[Uit te voeren]
Beantwoord de volgende vragen over de kerkdiensttekst hieronder.
1. Welk lied wordt gezongen direct na de geloofsbelijdenis?
2. Welke dag is in de geschiedenis van de schepping de bekroning?
3. Wat lijkt rusten vanuit het perspectief van het scheppingsverhaal eerder te zijn dan een middel?

Zingen:                 DNP Psalm 131: 1, 2, 3/Mijn hart is niet hoogmoedig, Heer

[Geloofsbelijdenis=]

Zingen:                 Gezang 161: 1, 2, 3, 4/Heer, U bent mijn leven

Gebed  

Collecte              

Zingen:                 Lied 766: 1, 2, 3/Ik zag een nieuwe hemel zich verheffen

Zegen                  

Zondag 38

[1]      Adem in… adem uit.

            Wat betekent je werk voor je? [2] Waar jij overdag mee bezig bent of bent geweest, wat zegt het over jou? Vind je het leuk om te studeren of te werken, daagt het je uit, geeft het je een kans om te laten zien wie je bent en wat je kunt bijdragen? Gefeliciteerd, als dat zo is voor jou! Dan heeft God je rijk gemaakt, als Hij dat voor je geregeld heeft. Of heb jij eigenlijk liever niet dat ik je naar je werk vraag? Ben je het krijtgeraakt, je baan, of zie je er tegenop dat je weer naar school moet, omdat het moeilijk is, omdat er foute mensen rondlopen… Dat spijt me oprecht voor je. Dat net jij het onkruid tegenkomt in je dagelijks werk, de dorens en distels waar God het ooit al over had.

            Werken en rusten. Vandaag gaat het over God die werkt en dan rust. [3] Over werken en rusten zijn natuurlijk een heleboel zinnige dingen over te zeggen. En onzinnige dingen ook. Eerst maar eens wat onzinnige. Bij voorbeeld deze uitspraak: ‘We mogen genieten van onze vakantie, omdat we straks weer uitgerust aan het werk kunnen.’ Pardon? In de geschiedenis van de schepping is de zevende dag de bekroning; vanuit dat perspectief zou je eerder moeten zeggen dat je lekker hard mág werken, zodat je des te meer van je rust geniet. Serieus, al die dominees die eind juni in de kerkbladen schrijven dat we óók mogen genieten van de vakantie… Alsof je daar toestemming voor nodig hebt. Zelfs kinderen weten wel beter. Rusten lijkt vanuit het perspectief van het scheppingsverhaal eerder het doel dan een middel.

[Vastgelegde gegevens]

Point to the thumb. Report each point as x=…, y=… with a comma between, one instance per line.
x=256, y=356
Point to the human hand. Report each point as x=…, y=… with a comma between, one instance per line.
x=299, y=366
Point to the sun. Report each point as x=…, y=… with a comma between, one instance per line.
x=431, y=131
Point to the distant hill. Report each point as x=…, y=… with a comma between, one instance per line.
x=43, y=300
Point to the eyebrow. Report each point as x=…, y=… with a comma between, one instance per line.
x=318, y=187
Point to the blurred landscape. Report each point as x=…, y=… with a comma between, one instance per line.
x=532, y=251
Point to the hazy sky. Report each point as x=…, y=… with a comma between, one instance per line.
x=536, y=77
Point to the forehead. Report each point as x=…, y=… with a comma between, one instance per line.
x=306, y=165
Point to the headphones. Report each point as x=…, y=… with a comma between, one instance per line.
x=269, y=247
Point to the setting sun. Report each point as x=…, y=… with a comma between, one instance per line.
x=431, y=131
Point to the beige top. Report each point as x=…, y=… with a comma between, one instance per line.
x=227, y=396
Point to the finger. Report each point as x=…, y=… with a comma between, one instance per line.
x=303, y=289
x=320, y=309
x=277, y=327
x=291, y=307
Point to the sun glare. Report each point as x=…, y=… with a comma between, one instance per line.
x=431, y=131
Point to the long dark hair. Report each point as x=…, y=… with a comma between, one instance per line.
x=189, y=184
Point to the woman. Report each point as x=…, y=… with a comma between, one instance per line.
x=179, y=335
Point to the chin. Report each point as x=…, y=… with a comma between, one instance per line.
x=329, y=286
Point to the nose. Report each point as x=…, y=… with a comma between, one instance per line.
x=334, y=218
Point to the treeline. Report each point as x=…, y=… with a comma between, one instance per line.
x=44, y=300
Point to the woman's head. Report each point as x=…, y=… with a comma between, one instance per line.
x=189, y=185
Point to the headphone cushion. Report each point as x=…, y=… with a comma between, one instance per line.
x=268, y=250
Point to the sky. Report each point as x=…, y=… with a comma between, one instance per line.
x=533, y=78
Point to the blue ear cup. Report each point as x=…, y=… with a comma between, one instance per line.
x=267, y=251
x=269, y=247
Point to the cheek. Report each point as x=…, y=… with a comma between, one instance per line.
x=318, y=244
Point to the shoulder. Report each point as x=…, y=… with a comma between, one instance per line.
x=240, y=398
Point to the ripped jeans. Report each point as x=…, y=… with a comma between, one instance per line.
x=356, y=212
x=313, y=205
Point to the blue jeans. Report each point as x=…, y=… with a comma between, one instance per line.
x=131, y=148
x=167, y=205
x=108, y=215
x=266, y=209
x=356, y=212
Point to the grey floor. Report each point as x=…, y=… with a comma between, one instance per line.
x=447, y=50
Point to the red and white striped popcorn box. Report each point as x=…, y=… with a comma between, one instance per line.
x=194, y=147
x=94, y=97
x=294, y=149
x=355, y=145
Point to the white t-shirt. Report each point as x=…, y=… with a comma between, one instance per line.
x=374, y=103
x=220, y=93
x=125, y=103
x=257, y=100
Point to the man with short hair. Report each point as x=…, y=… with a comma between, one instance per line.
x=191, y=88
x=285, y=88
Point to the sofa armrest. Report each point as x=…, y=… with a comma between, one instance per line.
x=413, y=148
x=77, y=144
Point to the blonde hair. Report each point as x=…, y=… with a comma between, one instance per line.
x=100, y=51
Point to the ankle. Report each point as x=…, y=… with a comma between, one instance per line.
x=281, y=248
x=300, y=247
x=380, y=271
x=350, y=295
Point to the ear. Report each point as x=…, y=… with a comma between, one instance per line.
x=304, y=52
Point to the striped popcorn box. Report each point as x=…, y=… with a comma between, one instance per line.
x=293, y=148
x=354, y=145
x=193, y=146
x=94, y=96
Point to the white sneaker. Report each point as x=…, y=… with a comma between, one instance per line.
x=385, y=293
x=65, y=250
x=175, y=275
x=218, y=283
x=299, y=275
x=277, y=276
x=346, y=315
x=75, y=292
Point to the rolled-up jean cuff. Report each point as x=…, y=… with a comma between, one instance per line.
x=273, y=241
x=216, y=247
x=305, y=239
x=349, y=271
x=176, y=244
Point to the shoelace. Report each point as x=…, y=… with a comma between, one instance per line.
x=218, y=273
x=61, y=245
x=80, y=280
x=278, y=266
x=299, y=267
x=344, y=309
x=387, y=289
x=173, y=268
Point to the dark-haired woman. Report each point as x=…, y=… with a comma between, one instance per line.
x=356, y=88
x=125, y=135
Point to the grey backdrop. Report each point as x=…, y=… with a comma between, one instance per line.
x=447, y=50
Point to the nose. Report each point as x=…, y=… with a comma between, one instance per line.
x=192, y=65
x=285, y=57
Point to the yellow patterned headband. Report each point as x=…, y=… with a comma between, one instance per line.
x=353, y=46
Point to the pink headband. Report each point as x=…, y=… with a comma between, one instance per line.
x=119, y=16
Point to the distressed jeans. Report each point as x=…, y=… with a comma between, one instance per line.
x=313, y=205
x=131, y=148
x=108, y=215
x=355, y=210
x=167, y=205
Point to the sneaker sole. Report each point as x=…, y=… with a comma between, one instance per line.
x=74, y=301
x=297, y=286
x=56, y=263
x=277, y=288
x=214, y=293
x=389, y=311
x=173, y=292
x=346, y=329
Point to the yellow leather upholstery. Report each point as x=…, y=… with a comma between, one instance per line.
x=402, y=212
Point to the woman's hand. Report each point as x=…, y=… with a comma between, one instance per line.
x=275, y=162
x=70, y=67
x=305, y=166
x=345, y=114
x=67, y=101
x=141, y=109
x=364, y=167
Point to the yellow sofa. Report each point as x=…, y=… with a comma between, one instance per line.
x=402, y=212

[Juiste antwoord]
1. Gezang 161: 1, 2, 3, 4, "Heer, U bent mijn leven"
2. De zevende dag
3. Het doel